■ OBJECTIVE
Copy the rows from the very first one through the line that contains "point(483, 444)", requests included, and scale every point coordinate in the answers by 1.65, rounding to whole numbers with halves going up. Leave the pictures out.

►

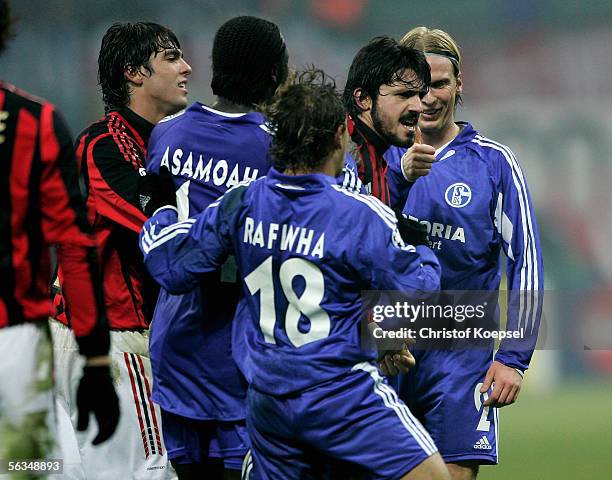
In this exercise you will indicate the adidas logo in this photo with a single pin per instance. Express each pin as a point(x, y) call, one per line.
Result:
point(483, 444)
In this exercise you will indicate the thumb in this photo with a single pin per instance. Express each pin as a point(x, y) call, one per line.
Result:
point(486, 384)
point(418, 137)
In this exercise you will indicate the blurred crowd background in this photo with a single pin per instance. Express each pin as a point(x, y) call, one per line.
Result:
point(537, 77)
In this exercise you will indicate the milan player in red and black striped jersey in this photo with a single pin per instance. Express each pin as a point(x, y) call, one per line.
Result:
point(40, 206)
point(111, 155)
point(143, 76)
point(383, 92)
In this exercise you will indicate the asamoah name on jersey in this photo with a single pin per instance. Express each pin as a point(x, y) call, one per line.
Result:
point(203, 170)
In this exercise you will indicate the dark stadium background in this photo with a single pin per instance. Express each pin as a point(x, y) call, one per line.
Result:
point(536, 77)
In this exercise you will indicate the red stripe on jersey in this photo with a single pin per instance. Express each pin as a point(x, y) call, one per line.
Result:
point(143, 432)
point(129, 216)
point(160, 450)
point(3, 310)
point(21, 168)
point(79, 153)
point(136, 135)
point(115, 130)
point(3, 314)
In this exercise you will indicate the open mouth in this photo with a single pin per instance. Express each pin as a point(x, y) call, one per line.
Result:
point(430, 113)
point(410, 123)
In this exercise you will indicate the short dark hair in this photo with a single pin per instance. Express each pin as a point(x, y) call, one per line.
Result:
point(305, 116)
point(382, 62)
point(5, 24)
point(249, 60)
point(128, 45)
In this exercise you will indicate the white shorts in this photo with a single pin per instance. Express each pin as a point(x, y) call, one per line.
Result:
point(136, 450)
point(27, 414)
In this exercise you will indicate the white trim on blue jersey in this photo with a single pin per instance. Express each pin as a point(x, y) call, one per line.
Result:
point(529, 281)
point(390, 399)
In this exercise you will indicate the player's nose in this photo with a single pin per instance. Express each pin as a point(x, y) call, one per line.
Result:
point(186, 69)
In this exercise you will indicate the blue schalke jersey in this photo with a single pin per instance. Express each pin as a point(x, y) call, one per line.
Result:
point(207, 152)
point(475, 203)
point(306, 248)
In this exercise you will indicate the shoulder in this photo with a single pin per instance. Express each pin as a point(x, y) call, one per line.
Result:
point(170, 122)
point(350, 204)
point(492, 151)
point(22, 99)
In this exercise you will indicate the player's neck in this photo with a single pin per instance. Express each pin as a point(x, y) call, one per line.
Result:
point(147, 110)
point(438, 138)
point(225, 105)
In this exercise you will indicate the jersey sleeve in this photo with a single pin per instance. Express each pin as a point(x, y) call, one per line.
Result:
point(515, 222)
point(115, 178)
point(64, 223)
point(386, 262)
point(177, 254)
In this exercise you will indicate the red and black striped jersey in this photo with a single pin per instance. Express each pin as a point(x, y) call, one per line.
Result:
point(111, 155)
point(371, 165)
point(41, 205)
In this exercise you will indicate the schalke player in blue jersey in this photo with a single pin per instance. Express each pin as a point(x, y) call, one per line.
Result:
point(474, 200)
point(208, 150)
point(314, 391)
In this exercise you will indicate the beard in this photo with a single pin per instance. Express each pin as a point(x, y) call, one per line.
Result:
point(386, 133)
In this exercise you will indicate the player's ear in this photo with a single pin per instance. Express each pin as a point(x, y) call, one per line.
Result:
point(341, 136)
point(133, 75)
point(459, 82)
point(362, 99)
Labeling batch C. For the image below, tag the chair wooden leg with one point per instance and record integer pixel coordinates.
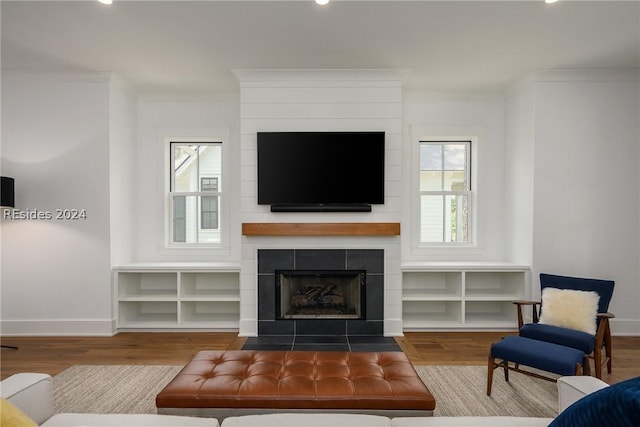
(586, 366)
(597, 362)
(490, 368)
(607, 347)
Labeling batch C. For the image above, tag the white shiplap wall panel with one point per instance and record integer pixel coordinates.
(262, 124)
(321, 100)
(311, 94)
(322, 110)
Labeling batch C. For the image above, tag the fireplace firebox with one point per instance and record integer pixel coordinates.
(320, 294)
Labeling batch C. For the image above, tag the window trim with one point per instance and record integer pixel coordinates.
(444, 134)
(444, 193)
(168, 194)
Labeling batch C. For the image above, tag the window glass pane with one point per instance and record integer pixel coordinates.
(209, 184)
(210, 163)
(444, 218)
(431, 218)
(455, 157)
(430, 180)
(454, 181)
(430, 157)
(179, 224)
(456, 214)
(185, 162)
(209, 212)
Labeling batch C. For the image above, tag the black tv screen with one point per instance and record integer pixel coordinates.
(320, 169)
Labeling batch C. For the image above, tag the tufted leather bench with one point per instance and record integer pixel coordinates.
(226, 383)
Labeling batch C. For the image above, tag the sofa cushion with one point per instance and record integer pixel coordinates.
(130, 420)
(307, 420)
(569, 308)
(10, 416)
(617, 405)
(470, 422)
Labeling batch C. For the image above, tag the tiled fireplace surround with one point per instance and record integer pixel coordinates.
(371, 260)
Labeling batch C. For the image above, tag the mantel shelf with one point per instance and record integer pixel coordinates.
(321, 229)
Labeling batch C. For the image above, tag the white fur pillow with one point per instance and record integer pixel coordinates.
(569, 308)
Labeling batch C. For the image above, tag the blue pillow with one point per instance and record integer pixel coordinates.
(614, 406)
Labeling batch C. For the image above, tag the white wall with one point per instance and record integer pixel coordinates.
(518, 173)
(586, 205)
(320, 100)
(458, 114)
(122, 166)
(55, 143)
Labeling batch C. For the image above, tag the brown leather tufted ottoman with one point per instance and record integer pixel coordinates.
(226, 383)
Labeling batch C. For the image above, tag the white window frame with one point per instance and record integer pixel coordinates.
(444, 193)
(169, 205)
(444, 134)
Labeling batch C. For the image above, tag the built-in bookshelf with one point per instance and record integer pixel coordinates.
(452, 296)
(182, 296)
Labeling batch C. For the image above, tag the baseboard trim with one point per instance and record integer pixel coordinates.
(51, 327)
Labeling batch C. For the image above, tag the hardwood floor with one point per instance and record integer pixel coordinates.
(53, 355)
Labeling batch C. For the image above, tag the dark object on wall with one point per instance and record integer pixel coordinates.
(321, 171)
(7, 197)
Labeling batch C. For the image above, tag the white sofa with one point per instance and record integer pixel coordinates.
(32, 394)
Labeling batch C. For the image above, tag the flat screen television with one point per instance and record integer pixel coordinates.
(320, 171)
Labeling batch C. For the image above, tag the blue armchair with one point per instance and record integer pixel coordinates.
(590, 344)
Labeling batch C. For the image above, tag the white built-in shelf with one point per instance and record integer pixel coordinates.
(462, 296)
(177, 296)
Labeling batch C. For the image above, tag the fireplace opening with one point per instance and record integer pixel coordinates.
(312, 294)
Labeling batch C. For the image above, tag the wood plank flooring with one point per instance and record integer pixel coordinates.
(53, 355)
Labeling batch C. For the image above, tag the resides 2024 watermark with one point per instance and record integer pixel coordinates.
(44, 215)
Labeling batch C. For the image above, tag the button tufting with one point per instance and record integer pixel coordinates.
(297, 380)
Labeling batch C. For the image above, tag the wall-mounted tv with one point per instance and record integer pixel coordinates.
(320, 171)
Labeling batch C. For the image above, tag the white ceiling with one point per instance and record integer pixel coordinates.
(191, 46)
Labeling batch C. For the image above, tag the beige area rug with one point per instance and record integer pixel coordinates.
(459, 390)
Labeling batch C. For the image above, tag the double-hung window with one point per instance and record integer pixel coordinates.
(195, 196)
(445, 192)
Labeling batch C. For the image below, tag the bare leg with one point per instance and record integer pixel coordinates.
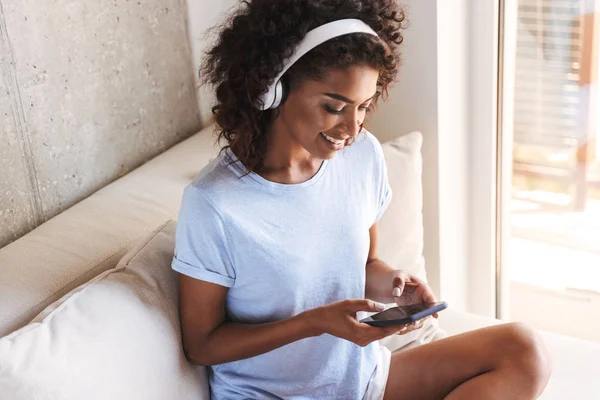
(501, 362)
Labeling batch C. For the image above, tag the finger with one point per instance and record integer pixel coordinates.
(364, 305)
(428, 295)
(398, 289)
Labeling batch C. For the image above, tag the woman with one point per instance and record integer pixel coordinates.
(277, 237)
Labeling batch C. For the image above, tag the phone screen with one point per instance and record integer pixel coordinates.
(402, 312)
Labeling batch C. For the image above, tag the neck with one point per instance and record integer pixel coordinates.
(286, 161)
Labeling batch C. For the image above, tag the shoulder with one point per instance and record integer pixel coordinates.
(211, 185)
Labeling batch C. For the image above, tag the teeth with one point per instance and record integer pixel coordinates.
(332, 140)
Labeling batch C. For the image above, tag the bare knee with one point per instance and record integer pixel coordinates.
(521, 348)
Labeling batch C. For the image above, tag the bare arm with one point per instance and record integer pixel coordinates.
(380, 276)
(209, 339)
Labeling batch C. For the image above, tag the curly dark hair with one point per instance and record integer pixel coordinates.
(254, 42)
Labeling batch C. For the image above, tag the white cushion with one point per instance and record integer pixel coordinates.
(91, 237)
(401, 227)
(576, 363)
(117, 337)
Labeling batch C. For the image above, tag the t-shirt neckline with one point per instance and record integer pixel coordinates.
(241, 170)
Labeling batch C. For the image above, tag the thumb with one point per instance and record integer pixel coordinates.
(366, 305)
(398, 287)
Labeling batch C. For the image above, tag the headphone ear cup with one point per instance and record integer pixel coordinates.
(277, 96)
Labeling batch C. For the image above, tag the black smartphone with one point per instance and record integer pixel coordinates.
(403, 315)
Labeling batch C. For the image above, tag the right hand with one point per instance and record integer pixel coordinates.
(339, 319)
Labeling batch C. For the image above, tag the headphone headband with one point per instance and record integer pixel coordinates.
(272, 98)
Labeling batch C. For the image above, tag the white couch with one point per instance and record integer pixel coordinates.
(79, 319)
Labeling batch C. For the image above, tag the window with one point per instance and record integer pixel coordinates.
(551, 221)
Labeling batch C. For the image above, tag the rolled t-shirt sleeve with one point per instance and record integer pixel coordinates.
(202, 244)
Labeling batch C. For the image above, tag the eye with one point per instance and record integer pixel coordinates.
(333, 111)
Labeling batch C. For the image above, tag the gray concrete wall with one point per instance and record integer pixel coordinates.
(89, 90)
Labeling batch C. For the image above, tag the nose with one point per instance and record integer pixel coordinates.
(353, 124)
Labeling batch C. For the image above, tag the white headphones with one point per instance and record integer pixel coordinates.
(272, 98)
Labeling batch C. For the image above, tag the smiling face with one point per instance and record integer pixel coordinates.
(321, 117)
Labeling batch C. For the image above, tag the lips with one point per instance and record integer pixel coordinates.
(333, 140)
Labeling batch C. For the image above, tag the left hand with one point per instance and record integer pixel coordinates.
(407, 289)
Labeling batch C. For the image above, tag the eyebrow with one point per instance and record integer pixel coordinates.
(345, 99)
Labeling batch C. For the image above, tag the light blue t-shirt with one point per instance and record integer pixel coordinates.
(283, 249)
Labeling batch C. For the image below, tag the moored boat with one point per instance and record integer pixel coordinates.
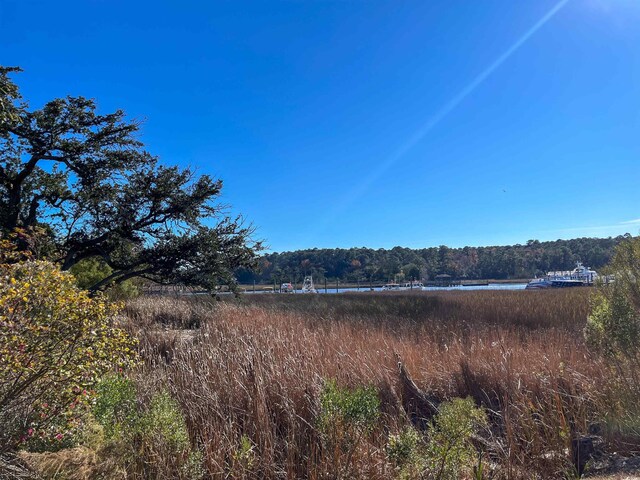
(578, 277)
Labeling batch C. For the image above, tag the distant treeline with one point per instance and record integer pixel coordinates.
(397, 264)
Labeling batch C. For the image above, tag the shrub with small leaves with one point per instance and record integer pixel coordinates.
(56, 342)
(449, 452)
(445, 451)
(346, 417)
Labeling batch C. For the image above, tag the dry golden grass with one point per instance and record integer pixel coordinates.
(255, 367)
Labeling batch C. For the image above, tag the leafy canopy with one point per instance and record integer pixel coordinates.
(56, 342)
(88, 180)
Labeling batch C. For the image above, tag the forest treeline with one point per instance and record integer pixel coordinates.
(398, 263)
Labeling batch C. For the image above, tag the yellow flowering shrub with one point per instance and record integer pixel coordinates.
(55, 344)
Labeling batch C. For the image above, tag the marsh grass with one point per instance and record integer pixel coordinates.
(249, 380)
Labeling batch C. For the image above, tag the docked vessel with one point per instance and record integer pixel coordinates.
(578, 277)
(286, 288)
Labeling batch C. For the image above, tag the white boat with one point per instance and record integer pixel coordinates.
(286, 288)
(307, 285)
(578, 277)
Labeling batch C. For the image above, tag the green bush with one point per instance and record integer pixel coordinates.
(56, 342)
(356, 409)
(115, 407)
(134, 435)
(346, 417)
(91, 270)
(446, 451)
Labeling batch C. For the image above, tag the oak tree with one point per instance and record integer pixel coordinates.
(87, 179)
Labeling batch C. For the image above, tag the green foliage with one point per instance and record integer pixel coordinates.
(87, 178)
(403, 449)
(55, 344)
(115, 406)
(382, 265)
(449, 453)
(91, 271)
(134, 434)
(446, 453)
(354, 410)
(346, 417)
(613, 327)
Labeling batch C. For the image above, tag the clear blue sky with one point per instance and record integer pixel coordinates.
(367, 123)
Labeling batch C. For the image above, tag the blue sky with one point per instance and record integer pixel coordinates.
(367, 123)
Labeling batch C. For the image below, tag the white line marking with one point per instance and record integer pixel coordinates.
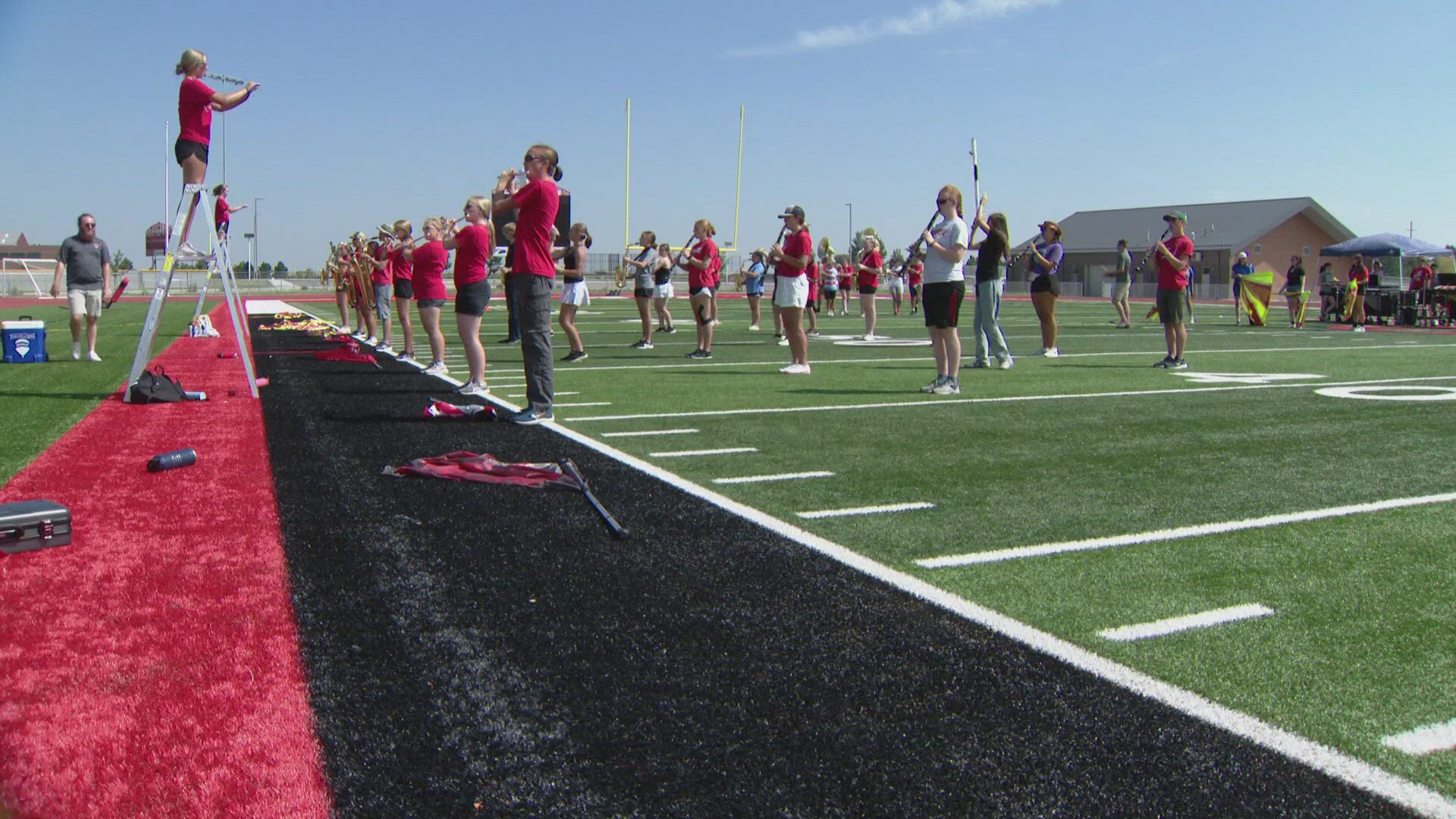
(764, 479)
(692, 452)
(864, 510)
(1181, 532)
(1424, 739)
(1305, 751)
(1171, 626)
(1001, 400)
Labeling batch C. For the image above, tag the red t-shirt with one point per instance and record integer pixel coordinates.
(430, 264)
(794, 246)
(873, 259)
(536, 206)
(1168, 276)
(705, 251)
(473, 246)
(403, 268)
(196, 111)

◄

■ ANSWER TO THIS TASK
In this exercise you will indicate the adidas logo in this photo with a single pin per instance. Express each pin as a point(x, y) call, one per line.
Result:
point(797, 733)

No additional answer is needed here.